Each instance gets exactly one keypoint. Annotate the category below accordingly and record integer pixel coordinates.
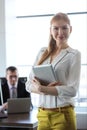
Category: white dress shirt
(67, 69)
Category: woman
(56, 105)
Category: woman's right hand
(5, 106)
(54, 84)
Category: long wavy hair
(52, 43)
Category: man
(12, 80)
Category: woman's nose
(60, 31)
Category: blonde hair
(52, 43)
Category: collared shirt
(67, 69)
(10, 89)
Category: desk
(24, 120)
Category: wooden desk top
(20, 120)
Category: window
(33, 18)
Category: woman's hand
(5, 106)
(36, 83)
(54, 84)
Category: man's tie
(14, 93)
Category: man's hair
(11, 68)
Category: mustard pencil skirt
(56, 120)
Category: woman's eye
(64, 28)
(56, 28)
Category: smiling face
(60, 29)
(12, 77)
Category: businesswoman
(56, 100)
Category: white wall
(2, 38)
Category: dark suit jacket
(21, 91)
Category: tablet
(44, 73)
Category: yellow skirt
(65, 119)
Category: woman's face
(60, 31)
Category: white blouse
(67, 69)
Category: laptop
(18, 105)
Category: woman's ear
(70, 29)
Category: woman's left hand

* * *

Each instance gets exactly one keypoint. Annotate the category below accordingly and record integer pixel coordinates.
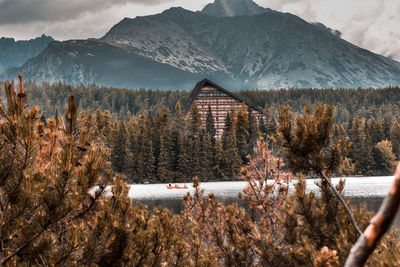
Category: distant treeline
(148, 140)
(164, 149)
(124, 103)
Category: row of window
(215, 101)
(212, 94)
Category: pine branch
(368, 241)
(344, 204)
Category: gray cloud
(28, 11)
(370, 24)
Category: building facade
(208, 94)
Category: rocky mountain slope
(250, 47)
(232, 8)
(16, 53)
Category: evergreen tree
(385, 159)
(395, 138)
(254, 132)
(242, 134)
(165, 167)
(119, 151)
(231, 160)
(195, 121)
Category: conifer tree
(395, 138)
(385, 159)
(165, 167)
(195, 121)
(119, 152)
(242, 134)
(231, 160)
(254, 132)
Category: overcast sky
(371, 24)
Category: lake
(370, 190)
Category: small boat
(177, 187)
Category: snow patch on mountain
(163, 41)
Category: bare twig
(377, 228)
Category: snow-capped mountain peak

#### [Exercise directions]
Report how many lines in the listing above contain the string "hair". Give only the number.

#### [Answer to this problem]
3